“Dr. Randolph, I appreciate that you send me reminders for Daisy, but she’s an old cat and that’s why I don’t bring her in to the clinic any more.”
This is actually a common sentiment, despite the poor logic.
Think in terms of your elderly parents or grandparents. Read here to understand just how appropriate this analogy is. As people get older we experience typical aging changes of arthritis, heart disease, kidney failure, liver problems, vision deficiencies, the list goes on and on.
And, just as with people, there are treatments and/or medications for these infirmities.
Renal failure (kidney disease) is a very common ailment in older cats. Diagnosis is made by a combination of physical examination, history and laboratory testing of blood and urine. Treatment is primarily diet-based with a high quality low-protein, phosphorous-restricted food. In addition, medications are used to reduce gastric (stomach) inflammation and stimulate appetite.
Arthritis is less common in geriatric cats than dogs, but is typically manifested by a cat’s unwillingness or inability to jump onto high targets he used to hit. “Missing” the litterbox or having stool and urine land outside the box can be evidence of arthritis causing a patient to no longer be able to comfortably squat into the usual position for litterbox activities. Nutramax makes a special formula of their chondroprotective (cartilage-saving) neutraceuticals (Cosequin and Dasuquin) just for cats. In addition, a new NSAID (non-steroidal antiinflammatory drug) has been approved by the FDA for use in cats. It can reduce pain and inflammation in arthritic joints.
Congestive (or restrictive or hypertrophic) cardiomyopathy is the most common form of heart disease in cats. It tends to appear between maturity and middle age and, like all conditions of the feline heart, veterinary treatment can extend life expectancy and quality of life.
Cats may suffer from primary or secondary liver disease. Cholangitis is a primary liver-destroying disease that may occur at any age, but tends to worsen with advancing years. Lipid infiltration or fatty liver disease is usually a secondary condition of feline livers. It occurs when cats fail to ingest sufficient calories when they are ill from some other condition. Both require intensive treatment and the prognosis is much better when your pet’s doctor leads the way.
Cataracts tend to occur earlier in dogs than in cats. Many cats lead long, healthy lifespans without developing cataracts, but, when they do, board-certified veterinary ophthalmologists add to quality of life by surgically removing them.

What you are asked to do: Render into French this sentence from the passage on aging cats: "Cataracts tend to occur earlier in dogs than in cats."

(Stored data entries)
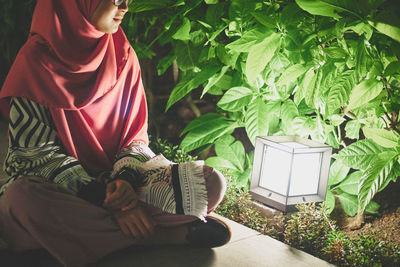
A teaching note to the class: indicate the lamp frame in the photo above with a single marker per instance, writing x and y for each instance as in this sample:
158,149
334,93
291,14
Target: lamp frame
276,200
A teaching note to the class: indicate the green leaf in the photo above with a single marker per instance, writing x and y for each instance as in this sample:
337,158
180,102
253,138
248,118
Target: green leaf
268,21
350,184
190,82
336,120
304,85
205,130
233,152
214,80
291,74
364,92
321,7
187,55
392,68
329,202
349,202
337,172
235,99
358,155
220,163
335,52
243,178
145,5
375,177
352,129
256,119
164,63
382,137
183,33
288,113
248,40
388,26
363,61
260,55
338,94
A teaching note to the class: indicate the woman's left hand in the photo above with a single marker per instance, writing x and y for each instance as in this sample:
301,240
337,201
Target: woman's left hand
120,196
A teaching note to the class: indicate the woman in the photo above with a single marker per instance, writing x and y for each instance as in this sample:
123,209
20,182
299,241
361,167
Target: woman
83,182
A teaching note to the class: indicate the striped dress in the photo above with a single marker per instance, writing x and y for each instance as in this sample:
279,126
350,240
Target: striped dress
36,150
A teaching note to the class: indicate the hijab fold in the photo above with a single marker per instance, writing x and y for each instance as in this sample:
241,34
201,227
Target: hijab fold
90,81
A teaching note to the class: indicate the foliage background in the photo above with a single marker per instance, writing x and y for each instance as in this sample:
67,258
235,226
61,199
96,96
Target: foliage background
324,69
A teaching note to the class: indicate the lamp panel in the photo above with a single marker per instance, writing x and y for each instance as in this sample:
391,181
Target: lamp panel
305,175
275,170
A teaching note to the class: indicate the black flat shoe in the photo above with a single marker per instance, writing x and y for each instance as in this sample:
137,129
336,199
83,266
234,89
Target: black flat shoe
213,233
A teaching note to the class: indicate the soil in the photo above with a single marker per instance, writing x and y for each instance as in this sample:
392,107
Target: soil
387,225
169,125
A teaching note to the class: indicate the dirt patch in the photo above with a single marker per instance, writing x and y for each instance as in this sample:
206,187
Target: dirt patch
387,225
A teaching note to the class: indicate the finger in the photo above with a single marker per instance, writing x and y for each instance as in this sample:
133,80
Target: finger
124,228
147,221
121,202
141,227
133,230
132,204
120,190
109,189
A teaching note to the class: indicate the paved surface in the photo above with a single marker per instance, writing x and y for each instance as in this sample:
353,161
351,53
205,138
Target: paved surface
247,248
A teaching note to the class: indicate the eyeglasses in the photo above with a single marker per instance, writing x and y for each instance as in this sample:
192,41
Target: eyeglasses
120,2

...

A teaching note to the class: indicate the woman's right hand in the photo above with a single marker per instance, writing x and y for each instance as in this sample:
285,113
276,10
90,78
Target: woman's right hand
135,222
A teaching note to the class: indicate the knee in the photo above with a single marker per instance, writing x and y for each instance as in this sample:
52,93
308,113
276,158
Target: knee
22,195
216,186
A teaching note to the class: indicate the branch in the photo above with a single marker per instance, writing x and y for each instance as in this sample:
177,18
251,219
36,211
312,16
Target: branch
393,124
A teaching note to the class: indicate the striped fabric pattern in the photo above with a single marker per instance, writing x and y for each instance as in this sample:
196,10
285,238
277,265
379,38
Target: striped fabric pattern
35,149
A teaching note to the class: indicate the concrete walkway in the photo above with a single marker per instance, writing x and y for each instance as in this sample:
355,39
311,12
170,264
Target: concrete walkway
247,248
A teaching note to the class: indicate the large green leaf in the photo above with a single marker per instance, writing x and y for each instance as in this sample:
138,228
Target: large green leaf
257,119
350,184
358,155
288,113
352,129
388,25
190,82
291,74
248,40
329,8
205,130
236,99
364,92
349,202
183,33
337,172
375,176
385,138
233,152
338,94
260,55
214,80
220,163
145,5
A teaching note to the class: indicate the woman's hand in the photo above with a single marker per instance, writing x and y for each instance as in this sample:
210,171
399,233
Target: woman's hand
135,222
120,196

Answer area: Les cataractes ont tendance à apparaître plus tôt chez les chiens que chez les chats.